*** Begin section ***

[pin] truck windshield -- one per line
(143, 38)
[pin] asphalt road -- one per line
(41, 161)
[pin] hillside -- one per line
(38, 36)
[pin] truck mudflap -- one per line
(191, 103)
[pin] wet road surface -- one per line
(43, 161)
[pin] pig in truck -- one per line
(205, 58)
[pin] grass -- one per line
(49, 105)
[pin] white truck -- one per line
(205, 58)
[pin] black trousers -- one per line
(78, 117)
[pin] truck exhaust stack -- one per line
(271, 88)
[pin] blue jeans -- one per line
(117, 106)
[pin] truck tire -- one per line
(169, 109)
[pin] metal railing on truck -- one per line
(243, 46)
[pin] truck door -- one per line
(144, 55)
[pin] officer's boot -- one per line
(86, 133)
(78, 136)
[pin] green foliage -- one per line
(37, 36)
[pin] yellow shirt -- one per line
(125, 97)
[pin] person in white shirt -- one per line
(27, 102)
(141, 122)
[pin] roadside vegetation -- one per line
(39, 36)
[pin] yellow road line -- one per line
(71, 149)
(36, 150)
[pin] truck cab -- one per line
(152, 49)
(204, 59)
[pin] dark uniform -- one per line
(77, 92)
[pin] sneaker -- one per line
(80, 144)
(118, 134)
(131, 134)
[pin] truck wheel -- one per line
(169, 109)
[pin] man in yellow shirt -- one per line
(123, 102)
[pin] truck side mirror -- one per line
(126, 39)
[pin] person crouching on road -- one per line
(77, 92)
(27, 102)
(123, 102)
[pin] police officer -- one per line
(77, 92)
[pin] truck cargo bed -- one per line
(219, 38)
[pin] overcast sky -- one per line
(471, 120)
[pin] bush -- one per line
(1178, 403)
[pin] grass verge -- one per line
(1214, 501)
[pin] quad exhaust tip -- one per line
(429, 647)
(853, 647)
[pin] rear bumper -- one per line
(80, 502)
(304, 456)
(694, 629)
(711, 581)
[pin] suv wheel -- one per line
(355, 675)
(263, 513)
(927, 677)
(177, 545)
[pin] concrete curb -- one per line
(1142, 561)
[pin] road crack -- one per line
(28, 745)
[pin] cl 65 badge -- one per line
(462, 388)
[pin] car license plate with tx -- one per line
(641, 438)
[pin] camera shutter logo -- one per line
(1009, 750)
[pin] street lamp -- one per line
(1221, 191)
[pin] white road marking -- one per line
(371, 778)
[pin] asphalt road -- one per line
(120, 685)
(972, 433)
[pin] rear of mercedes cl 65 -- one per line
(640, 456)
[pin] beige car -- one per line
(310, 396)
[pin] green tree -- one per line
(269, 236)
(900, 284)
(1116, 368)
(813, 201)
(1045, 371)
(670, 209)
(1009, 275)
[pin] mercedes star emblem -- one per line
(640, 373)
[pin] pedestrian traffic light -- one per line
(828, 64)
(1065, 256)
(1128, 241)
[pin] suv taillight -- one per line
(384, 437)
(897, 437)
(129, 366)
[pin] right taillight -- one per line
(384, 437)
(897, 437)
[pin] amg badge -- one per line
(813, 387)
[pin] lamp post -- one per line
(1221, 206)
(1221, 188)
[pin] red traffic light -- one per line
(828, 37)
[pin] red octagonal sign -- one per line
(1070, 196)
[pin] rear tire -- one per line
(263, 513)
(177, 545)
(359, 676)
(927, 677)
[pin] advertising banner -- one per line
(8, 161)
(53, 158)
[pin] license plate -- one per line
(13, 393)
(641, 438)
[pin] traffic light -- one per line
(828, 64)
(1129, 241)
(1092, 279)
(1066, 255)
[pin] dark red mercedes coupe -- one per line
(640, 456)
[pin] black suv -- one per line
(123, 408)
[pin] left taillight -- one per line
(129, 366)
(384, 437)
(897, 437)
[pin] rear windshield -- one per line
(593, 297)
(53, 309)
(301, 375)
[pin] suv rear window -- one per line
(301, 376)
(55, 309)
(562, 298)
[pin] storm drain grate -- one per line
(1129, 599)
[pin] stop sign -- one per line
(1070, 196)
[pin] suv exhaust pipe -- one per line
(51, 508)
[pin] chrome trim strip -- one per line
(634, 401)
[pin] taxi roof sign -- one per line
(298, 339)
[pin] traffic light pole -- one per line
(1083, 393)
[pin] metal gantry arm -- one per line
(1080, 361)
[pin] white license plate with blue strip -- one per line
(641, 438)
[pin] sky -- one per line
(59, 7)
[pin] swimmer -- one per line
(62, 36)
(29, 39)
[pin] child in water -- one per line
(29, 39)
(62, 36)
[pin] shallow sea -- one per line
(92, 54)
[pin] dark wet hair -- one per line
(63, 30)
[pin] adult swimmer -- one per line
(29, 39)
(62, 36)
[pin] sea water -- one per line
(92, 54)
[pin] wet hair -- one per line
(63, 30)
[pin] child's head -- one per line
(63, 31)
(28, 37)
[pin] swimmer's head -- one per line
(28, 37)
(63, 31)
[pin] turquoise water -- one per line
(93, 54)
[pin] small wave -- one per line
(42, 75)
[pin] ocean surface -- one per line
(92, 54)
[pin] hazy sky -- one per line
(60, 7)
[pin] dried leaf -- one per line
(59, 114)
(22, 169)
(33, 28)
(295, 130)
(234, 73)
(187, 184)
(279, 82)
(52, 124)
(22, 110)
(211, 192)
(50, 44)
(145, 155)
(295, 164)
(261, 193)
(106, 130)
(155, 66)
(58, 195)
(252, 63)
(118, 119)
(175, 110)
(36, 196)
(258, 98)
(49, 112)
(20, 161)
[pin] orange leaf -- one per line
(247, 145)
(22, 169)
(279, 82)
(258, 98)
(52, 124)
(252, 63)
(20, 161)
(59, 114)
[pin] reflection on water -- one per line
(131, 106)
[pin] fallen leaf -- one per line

*** End section ***

[ABOUT THIS TASK] Retype all of the entries. Keep each one exactly as written.

[RESULT]
[pin] truck windshield -- one per line
(143, 38)
[pin] asphalt road -- one per line
(41, 161)
[pin] hillside -- one per line
(38, 36)
[pin] truck mudflap -- one per line
(191, 103)
[pin] wet road surface -- one per line
(43, 161)
[pin] pig in truck -- one per line
(205, 58)
[pin] grass -- one per line
(49, 105)
[pin] white truck -- one per line
(205, 58)
[pin] black trousers -- one per line
(78, 117)
[pin] truck exhaust stack -- one per line
(271, 88)
[pin] blue jeans -- one per line
(117, 106)
[pin] truck tire -- one per line
(169, 109)
[pin] metal railing on truck -- one per line
(243, 46)
[pin] truck door -- one per line
(144, 55)
[pin] officer's boot -- one per line
(86, 133)
(78, 136)
[pin] green foliage -- one per line
(37, 36)
[pin] yellow shirt -- one per line
(125, 97)
[pin] person in white shirt -- one per line
(27, 102)
(141, 122)
[pin] roadside vegetation -- one per line
(39, 36)
[pin] yellow road line -- one per line
(71, 149)
(36, 150)
[pin] truck cab -- one per line
(152, 49)
(204, 59)
[pin] dark uniform -- one per line
(77, 92)
[pin] sneaker -- one per line
(80, 144)
(118, 134)
(131, 134)
[pin] truck wheel -- one per line
(169, 109)
[pin] man in yellow shirt -- one per line
(123, 102)
[pin] truck side mirror -- one per line
(126, 39)
[pin] person crouching on road -- one per line
(77, 92)
(27, 102)
(123, 102)
[pin] police officer -- one per line
(77, 92)
[pin] truck cargo bed -- one per line
(219, 38)
[pin] overcast sky -- one per line
(471, 120)
[pin] bush -- one per line
(1178, 403)
[pin] grass verge -- one per line
(1214, 501)
[pin] quad exhaust tip -- one per line
(429, 647)
(853, 647)
[pin] rear bumper -- one per line
(80, 502)
(304, 456)
(694, 629)
(711, 581)
[pin] suv wheel -- one per line
(355, 675)
(263, 513)
(927, 677)
(177, 545)
[pin] concrete curb -- one per line
(1142, 561)
[pin] road crack -- one per line
(28, 745)
[pin] cl 65 badge -- one per line
(462, 388)
[pin] car license plate with tx -- one per line
(641, 438)
[pin] camera shutter logo -- one per line
(1009, 750)
[pin] street lamp -- one per line
(1221, 191)
[pin] white road marking -- one per line
(371, 778)
[pin] asphalt road -- one per line
(120, 685)
(972, 433)
[pin] rear of mercedes cl 65 -- one per line
(640, 456)
[pin] beige car -- one per line
(310, 396)
[pin] green tree -- one per line
(269, 236)
(900, 284)
(1116, 368)
(813, 201)
(1045, 371)
(670, 209)
(1009, 275)
[pin] mercedes star emblem -- one per line
(640, 373)
[pin] pedestrian traffic light -- one per line
(828, 64)
(1065, 256)
(1128, 241)
[pin] suv taillight -- one per line
(384, 437)
(897, 437)
(129, 366)
[pin] right taillight -- one per line
(384, 437)
(897, 437)
[pin] amg badge -- one per line
(813, 387)
[pin] lamp post -- one per line
(1221, 206)
(1221, 188)
[pin] red traffic light -- one per line
(828, 37)
[pin] red octagonal sign -- one per line
(1070, 196)
[pin] rear tire -- one per line
(263, 513)
(177, 545)
(359, 676)
(927, 677)
[pin] advertising banner -- one per line
(8, 161)
(53, 158)
[pin] license plate -- one per line
(13, 393)
(641, 438)
[pin] traffic light -- one per line
(828, 64)
(1129, 241)
(1092, 279)
(1066, 255)
[pin] dark red mercedes coupe -- one per line
(640, 456)
[pin] black suv -- one per line
(123, 408)
[pin] left taillight -- one per line
(129, 366)
(384, 437)
(897, 437)
[pin] rear windshield -- one per line
(593, 297)
(53, 309)
(301, 375)
[pin] suv rear window -- one per line
(301, 376)
(55, 309)
(562, 298)
[pin] storm drain grate -- one per line
(1129, 599)
[pin] stop sign -- one per line
(1070, 196)
[pin] suv exhaust pipe -- one per line
(51, 508)
[pin] chrome trim strip -- one per line
(634, 401)
[pin] taxi roof sign -- one per line
(298, 339)
[pin] traffic light pole -- one per line
(1083, 393)
[pin] metal gantry arm -- one per line
(1080, 361)
[pin] white license plate with blue strip -- one per line
(641, 438)
[pin] sky -- one per line
(59, 7)
[pin] swimmer -- one per line
(62, 36)
(29, 39)
[pin] child in water -- one per line
(29, 39)
(62, 36)
[pin] shallow sea -- one per line
(92, 54)
[pin] dark wet hair -- one per line
(63, 30)
[pin] adult swimmer -- one per line
(29, 39)
(62, 36)
[pin] sea water -- one per line
(92, 54)
[pin] wet hair -- one per line
(63, 30)
[pin] child's head -- one per line
(63, 31)
(28, 37)
[pin] swimmer's head -- one per line
(28, 37)
(63, 31)
[pin] turquoise water -- one per line
(93, 54)
[pin] small wave -- one per line
(42, 75)
[pin] ocean surface -- one per line
(92, 54)
[pin] hazy sky -- one per line
(60, 7)
[pin] dried leaf -- one per line
(59, 114)
(22, 169)
(33, 28)
(295, 130)
(234, 73)
(187, 184)
(279, 82)
(52, 124)
(22, 110)
(211, 192)
(50, 44)
(145, 155)
(295, 164)
(261, 193)
(106, 130)
(155, 66)
(58, 195)
(252, 63)
(118, 119)
(175, 110)
(36, 196)
(258, 98)
(49, 112)
(20, 161)
[pin] orange leaf -- one per line
(247, 145)
(22, 169)
(279, 82)
(258, 98)
(52, 124)
(252, 63)
(20, 161)
(59, 114)
[pin] reflection on water -- one per line
(131, 106)
[pin] fallen leaf -- one per line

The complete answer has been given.